* Start Materials provided *
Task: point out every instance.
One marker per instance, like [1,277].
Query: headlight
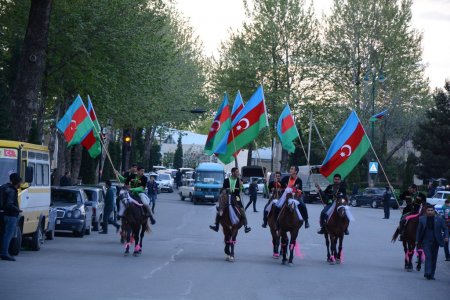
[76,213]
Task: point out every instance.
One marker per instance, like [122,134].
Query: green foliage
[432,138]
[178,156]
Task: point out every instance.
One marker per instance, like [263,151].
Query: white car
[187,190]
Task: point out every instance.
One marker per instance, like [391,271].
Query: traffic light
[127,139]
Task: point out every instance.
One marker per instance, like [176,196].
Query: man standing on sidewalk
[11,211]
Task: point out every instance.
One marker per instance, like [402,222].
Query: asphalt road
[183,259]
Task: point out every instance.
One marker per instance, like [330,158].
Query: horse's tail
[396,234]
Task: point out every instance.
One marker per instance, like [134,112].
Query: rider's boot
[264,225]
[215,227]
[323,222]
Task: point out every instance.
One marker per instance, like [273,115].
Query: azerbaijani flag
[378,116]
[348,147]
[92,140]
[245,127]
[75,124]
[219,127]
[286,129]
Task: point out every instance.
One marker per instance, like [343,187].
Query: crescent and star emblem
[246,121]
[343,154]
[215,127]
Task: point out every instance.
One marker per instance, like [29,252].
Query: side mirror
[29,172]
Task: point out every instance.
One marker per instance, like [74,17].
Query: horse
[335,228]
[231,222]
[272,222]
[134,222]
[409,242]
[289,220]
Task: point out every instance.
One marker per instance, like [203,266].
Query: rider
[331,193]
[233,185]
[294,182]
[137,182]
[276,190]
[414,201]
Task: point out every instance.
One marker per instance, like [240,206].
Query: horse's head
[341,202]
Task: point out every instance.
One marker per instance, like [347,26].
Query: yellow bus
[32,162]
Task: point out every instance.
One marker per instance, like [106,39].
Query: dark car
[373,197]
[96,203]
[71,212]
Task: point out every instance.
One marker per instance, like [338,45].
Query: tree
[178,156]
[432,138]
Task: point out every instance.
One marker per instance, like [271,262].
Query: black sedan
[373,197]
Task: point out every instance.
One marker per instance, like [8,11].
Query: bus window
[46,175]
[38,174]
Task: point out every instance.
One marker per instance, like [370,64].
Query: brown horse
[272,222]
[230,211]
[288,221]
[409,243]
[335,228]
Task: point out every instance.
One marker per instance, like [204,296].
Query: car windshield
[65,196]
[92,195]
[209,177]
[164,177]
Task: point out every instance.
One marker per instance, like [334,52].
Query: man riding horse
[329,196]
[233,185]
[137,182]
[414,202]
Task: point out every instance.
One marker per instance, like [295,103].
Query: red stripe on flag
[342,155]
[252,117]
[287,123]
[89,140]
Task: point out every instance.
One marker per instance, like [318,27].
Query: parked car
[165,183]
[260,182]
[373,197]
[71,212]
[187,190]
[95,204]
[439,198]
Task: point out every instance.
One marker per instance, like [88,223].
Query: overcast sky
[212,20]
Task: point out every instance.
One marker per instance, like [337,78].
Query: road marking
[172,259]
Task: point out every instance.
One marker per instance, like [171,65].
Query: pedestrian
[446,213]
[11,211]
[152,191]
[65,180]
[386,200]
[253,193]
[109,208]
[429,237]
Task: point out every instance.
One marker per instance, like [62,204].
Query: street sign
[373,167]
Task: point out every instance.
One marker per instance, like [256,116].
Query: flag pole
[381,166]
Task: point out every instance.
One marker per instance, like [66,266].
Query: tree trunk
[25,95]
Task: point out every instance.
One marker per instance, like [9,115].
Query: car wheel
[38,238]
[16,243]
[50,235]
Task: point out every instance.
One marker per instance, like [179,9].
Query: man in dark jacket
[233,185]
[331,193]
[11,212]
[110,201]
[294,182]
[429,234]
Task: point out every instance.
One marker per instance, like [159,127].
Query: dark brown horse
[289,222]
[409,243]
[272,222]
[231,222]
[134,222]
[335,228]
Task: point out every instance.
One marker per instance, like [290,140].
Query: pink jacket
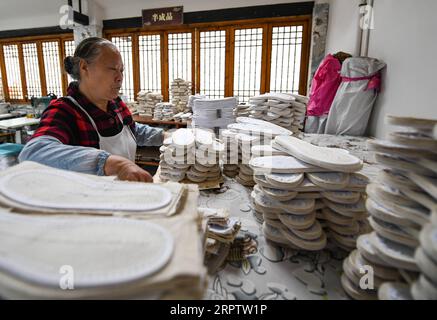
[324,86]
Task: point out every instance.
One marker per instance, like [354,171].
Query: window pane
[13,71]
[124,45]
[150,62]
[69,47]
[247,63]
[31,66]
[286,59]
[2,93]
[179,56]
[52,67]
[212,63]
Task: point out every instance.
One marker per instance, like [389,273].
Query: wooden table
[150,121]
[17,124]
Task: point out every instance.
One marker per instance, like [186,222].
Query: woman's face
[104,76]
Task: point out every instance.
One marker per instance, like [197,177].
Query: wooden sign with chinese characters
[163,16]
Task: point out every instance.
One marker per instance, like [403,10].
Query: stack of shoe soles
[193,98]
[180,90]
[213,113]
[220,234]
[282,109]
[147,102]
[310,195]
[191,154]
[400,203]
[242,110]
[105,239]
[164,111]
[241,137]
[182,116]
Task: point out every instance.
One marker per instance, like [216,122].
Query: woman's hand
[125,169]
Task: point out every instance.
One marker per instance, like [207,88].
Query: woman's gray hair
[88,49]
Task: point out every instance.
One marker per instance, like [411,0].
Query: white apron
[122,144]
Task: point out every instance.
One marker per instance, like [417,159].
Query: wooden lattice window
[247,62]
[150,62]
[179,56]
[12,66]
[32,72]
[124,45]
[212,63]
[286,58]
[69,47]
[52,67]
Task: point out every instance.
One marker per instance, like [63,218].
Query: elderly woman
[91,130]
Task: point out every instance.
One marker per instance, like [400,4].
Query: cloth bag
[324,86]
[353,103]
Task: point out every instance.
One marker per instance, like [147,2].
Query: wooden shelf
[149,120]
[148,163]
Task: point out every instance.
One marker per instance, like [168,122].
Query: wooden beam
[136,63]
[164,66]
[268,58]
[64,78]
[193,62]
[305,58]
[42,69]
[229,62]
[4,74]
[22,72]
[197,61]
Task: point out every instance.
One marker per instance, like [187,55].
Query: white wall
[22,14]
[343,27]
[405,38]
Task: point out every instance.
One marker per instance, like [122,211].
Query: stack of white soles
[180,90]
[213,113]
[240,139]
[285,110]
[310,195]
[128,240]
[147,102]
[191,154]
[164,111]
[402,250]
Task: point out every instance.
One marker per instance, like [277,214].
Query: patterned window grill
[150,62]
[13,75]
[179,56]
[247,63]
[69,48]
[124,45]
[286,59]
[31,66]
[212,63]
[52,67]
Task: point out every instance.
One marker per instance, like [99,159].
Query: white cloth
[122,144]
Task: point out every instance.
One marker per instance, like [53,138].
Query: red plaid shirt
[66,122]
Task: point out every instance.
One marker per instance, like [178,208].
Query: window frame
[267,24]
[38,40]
* End Materials provided *
* Start Materials provided *
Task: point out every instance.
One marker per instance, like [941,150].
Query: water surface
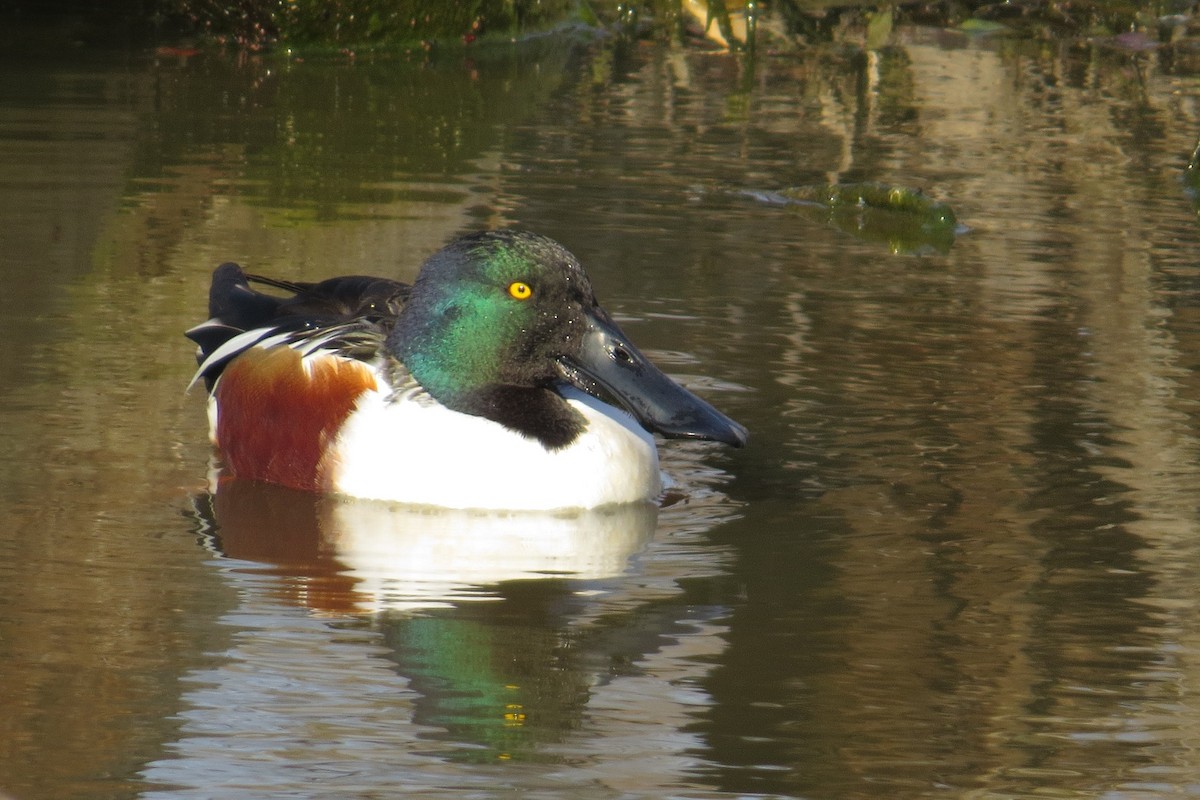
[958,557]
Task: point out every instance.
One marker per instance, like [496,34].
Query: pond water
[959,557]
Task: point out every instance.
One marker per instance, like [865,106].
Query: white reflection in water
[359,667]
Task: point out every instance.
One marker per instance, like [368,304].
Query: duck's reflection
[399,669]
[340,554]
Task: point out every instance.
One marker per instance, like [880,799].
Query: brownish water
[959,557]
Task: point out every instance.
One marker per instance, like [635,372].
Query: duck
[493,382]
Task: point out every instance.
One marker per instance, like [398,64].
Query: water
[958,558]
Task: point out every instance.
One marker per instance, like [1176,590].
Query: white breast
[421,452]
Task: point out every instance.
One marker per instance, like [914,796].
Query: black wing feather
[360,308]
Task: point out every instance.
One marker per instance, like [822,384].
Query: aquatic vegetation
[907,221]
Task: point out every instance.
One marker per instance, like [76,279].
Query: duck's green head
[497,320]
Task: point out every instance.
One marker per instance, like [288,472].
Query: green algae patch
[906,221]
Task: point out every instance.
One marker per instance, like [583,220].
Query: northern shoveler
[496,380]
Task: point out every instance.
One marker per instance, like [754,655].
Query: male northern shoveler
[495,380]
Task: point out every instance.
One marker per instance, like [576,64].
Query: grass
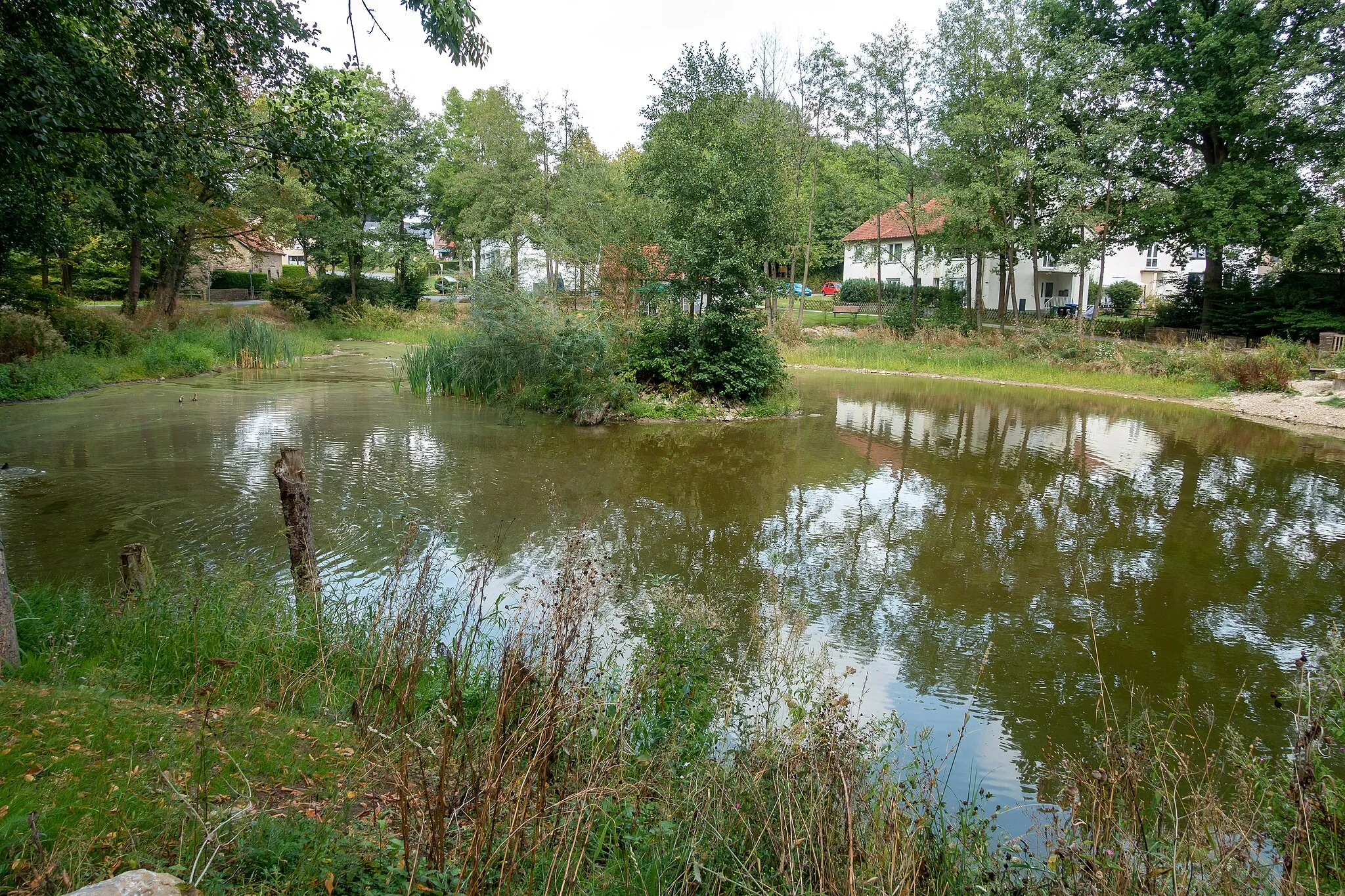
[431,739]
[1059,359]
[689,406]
* End Materials provided *
Short task - Gather every line of the entries above that contains the word "wooden", and list each one on its own line.

Exercise output -
Query: wooden table
Query: wooden sign with chinese characters
Query: wooden lattice window
Query: wooden shelf
Query: wooden beam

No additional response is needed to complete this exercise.